● EXTRACTED DATA
Start of Block

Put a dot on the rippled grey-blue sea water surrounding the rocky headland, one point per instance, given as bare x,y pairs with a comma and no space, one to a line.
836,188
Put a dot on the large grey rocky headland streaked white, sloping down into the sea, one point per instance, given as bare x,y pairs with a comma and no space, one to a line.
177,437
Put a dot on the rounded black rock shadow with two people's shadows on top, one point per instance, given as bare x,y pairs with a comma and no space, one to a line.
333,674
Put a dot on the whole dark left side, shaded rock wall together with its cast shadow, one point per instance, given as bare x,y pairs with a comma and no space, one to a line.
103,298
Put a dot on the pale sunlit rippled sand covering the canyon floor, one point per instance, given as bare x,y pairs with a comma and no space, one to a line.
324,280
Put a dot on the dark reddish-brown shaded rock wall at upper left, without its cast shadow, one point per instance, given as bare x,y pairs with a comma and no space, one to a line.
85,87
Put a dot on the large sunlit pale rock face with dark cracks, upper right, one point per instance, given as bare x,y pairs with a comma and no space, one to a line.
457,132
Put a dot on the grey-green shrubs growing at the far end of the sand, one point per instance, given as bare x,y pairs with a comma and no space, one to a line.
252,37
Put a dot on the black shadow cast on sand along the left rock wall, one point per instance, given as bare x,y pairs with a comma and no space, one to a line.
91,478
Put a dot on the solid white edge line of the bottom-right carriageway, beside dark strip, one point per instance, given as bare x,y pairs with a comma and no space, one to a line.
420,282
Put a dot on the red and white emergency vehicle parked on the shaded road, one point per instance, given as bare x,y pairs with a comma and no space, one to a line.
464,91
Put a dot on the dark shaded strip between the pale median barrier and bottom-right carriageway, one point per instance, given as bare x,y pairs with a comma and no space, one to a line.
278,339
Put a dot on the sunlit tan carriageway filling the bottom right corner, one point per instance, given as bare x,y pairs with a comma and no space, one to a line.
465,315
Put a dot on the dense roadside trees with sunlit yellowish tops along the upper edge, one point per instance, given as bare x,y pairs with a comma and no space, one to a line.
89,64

End of Block

● EXERCISE AIM
The reply should consist only of the line containing "Put a dot on the black" and all lines after it in the listing above, reproduced exactly.

● WRITTEN RESPONSE
Put a dot on the black shadow cast on sand along the left rock wall, one point per instance, given as bare x,y pairs with a comma and no space, one to a line.
91,478
Put a dot on the solid white edge line of the bottom-right carriageway, beside dark strip, one point per instance, given as bare x,y pairs with a comma and no space, one to a line.
420,282
Put a dot on the red and white emergency vehicle parked on the shaded road, one point per instance, given as bare x,y pairs with a comma and no space, one to a line.
464,91
Put a dot on the dark shaded strip between the pale median barrier and bottom-right carriageway, one point per instance, given as bare x,y pairs with a comma and no space, one to a line.
278,339
Put a dot on the sunlit tan carriageway filling the bottom right corner, one point per instance, given as bare x,y pairs with a comma and no space, one to a line.
465,315
Put a dot on the dense roadside trees with sunlit yellowish tops along the upper edge, one point per instance, given as bare x,y pairs with a comma and no space, one to a line.
89,64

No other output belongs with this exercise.